- Text:
„Wer angreift, will das Leben der anderen vernichten"

Ein Höhepunkt des Gottesdienstesa: Als Zeichen des Friedens überreichte Tetyana Lutsyk eine Blume an Bischof Dieser. (c) Bistum Aachen /Christian van t´Hoen
Ein Höhepunkt des Gottesdienstesa: Als Zeichen des Friedens überreichte Tetyana Lutsyk eine Blume an Bischof Dieser.
Datum:
Mo. 26. Feb. 2024
Von:
Kommunikationsabteilung

„Das aber ist und bleibt auch der entscheidende Unterschied zwischen einem Angriffskrieg und einem Verteidigungskrieg. Wer sich verteidigt, kämpft zuallererst um sein Überleben und das seines Landes. Wer angreift, will zuallererst das Leben der anderen vernichten und das angegriffene Land zerstören": Der Aachener Bischof Dr. Helmut Dieser findet deutliche Worte zum Jahrestag des russischen Überfalls auf die Ukraine. Mit dem ukrainischen Pfarrer Roman Horodetskyy und mehr als 200 Menschen, vorwiegend Flüchtlingen aus der Ukraine, feierte er einen Gottesdienst im Aachener Dom. Gemeinsam setzten sie alle ein Zeichen für Frieden und Gerechtigkeit. 

Ganz besonders dankte Bischof Dieser allen, „die Hilfe für die ukrainischen Geflüchteten bei uns organisieren, die sich für die Überwindung der Propaganda und der Gewalt einsetzen, die um den Frieden beten, die für eine Zeit nach dem Krieg vorausdenken und für ein neues Zusammenleben der Völker schon jetzt Gutes tun auch denen, die der Propaganda ausgeliefert sind und sie unterstützen und Unrecht tun."

- Erfasste Daten:
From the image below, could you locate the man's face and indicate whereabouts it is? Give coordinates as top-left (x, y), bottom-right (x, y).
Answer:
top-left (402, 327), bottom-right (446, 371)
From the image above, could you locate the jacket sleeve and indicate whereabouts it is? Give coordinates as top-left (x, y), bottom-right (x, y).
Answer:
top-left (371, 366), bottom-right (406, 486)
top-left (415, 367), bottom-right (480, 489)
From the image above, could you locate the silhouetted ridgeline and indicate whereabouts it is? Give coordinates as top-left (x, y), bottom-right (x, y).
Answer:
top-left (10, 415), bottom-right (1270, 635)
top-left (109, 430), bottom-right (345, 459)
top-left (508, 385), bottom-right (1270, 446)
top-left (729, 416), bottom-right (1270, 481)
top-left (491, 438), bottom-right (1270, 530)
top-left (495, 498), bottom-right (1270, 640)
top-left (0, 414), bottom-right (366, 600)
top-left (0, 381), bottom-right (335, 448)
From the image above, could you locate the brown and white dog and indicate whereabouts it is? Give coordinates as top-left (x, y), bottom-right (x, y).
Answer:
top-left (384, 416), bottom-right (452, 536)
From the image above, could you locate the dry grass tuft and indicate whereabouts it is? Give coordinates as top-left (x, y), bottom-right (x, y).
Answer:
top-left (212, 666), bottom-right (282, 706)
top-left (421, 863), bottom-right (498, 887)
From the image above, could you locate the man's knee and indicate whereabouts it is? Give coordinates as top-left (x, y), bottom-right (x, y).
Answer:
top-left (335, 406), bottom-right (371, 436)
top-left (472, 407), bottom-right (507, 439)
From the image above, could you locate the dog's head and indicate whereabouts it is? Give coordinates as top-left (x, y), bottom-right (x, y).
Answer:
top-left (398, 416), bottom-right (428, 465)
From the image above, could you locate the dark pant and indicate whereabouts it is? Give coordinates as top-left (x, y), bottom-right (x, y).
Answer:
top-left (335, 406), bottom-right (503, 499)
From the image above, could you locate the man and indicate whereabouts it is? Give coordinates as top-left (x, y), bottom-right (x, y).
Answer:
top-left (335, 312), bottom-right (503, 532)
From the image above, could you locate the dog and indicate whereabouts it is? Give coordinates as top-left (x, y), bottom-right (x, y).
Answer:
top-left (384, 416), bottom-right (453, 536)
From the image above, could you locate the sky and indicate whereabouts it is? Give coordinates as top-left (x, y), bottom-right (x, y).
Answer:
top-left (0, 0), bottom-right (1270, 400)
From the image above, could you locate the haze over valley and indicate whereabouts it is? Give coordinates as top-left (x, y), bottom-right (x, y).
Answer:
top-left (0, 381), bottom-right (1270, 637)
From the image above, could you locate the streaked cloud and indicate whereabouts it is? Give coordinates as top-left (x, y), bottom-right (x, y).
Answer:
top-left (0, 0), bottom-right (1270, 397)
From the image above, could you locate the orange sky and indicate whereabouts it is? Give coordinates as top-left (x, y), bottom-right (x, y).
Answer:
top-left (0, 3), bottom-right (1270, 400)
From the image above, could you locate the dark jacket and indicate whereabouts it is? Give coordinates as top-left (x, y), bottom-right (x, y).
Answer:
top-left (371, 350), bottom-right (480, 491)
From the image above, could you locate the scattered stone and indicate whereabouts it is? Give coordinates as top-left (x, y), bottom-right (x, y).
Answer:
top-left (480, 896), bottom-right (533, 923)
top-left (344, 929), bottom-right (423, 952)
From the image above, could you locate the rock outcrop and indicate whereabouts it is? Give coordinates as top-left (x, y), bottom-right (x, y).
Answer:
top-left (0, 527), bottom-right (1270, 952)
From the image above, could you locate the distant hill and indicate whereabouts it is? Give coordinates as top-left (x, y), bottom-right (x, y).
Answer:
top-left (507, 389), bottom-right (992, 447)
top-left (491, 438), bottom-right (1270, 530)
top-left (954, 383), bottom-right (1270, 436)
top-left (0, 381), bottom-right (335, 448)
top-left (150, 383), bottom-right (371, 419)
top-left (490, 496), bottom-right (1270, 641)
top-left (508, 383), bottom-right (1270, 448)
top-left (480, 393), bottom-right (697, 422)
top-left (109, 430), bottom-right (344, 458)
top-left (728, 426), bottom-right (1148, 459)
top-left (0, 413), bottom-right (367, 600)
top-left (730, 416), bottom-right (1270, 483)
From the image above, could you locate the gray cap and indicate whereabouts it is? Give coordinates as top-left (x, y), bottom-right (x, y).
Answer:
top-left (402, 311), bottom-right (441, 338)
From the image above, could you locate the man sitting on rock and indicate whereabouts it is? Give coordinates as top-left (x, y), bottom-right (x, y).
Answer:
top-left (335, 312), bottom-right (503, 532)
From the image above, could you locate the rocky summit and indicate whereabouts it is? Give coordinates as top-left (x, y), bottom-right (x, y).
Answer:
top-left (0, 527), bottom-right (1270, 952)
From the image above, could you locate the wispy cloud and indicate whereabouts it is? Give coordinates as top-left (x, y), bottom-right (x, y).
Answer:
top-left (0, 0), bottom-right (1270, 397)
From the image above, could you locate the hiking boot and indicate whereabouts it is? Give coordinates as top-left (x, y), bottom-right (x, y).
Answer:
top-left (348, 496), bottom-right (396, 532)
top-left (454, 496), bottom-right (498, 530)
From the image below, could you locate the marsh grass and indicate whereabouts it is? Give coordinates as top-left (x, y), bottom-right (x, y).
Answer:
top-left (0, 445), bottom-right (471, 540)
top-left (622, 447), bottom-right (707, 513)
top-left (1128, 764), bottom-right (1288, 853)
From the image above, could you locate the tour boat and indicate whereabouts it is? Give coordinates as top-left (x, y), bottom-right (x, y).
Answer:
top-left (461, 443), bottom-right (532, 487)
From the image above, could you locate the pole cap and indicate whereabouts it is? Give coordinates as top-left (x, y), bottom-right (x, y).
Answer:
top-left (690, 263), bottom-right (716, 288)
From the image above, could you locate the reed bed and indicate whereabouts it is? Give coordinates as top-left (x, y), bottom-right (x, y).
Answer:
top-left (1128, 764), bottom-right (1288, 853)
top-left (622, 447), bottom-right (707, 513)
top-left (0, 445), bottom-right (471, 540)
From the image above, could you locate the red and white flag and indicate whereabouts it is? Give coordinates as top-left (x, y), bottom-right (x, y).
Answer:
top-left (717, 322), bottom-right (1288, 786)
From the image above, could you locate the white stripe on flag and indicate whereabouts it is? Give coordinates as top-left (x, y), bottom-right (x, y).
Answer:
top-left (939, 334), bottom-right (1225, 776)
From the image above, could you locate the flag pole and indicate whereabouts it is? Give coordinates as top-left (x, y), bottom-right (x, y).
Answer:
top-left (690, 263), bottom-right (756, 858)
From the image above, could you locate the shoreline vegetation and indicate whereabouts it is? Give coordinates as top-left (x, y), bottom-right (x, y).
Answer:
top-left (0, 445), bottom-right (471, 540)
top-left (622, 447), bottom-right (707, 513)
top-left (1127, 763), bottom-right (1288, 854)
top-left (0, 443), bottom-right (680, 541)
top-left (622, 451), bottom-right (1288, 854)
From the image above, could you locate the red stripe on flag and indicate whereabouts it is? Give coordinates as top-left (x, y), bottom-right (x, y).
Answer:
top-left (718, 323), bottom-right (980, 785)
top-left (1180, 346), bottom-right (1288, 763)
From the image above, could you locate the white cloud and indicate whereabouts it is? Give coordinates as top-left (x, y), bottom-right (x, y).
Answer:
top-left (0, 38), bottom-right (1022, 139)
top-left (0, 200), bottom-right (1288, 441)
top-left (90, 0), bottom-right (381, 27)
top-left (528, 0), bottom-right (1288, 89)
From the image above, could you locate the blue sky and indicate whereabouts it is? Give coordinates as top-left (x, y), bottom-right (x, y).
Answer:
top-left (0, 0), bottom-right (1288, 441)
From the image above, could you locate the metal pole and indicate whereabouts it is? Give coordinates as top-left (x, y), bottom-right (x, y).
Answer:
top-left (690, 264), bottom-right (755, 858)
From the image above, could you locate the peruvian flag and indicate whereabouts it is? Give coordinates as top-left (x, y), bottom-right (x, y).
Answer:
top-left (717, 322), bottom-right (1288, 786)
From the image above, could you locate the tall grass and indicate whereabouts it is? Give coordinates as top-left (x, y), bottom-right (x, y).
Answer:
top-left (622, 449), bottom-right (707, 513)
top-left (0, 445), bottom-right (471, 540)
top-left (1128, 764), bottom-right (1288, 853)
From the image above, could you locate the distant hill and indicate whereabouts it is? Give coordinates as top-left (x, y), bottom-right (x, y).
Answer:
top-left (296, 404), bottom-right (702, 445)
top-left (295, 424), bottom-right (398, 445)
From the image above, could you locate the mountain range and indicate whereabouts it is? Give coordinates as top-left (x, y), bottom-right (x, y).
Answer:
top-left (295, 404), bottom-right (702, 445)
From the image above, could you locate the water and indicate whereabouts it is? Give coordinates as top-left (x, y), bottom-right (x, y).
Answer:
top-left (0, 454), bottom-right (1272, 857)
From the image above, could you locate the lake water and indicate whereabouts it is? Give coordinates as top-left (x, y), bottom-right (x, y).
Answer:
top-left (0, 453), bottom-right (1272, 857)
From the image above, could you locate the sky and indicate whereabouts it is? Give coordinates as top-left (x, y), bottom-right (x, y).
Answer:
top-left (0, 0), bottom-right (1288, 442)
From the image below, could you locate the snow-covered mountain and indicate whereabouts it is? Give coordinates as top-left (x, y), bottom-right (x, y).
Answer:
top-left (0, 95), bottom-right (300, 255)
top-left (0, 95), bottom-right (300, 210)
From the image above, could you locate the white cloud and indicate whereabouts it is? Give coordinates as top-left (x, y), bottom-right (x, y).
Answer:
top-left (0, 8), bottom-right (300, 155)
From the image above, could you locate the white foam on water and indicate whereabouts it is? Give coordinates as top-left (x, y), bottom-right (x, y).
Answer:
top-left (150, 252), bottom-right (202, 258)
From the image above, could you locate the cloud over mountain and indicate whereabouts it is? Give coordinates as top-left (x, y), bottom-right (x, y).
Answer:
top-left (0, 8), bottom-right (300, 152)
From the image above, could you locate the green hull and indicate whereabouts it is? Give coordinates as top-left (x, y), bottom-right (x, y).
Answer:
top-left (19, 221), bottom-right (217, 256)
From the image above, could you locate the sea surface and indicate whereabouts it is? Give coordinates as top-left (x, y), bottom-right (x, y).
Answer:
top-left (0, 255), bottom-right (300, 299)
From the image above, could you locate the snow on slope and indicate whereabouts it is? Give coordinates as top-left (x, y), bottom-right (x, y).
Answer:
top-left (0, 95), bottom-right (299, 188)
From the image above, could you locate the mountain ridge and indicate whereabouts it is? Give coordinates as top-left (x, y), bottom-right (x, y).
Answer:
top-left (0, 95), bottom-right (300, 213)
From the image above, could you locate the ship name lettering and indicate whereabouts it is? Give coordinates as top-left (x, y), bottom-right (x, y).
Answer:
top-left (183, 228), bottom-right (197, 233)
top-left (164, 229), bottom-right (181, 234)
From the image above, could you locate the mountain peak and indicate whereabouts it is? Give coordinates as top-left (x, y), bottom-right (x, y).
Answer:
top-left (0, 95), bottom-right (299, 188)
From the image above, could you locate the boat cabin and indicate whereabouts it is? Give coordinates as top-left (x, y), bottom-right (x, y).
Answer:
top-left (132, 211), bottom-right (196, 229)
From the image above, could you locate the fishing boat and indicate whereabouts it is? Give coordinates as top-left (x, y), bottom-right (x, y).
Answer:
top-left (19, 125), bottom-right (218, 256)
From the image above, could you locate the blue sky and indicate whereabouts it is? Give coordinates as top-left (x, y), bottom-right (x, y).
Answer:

- Aufgabe:
Stimmen die folgenden Aussagen mit dem Text zum Jahrestag des russischen Überfalls auf die Ukraine überein? Antworte jeweils mit Ja oder Nein und zitiere die entscheidenden Worte des Textes.
1. Der Gottesdienst fand im Aachener Dom statt.
2. Am Gottesdienst nahmen weniger als 100 Menschen teil.
3. Tetyana Lutsyk überreichte Bischof Dieser als Zeichen des Friedens eine Blume.

- Lösung:
1. Ja: „feierte er einen Gottesdienst im Aachener Dom“
2. Nein: „mehr als 200 Menschen“
3. Ja: „Als Zeichen des Friedens überreichte Tetyana Lutsyk eine Blume an Bischof Dieser.“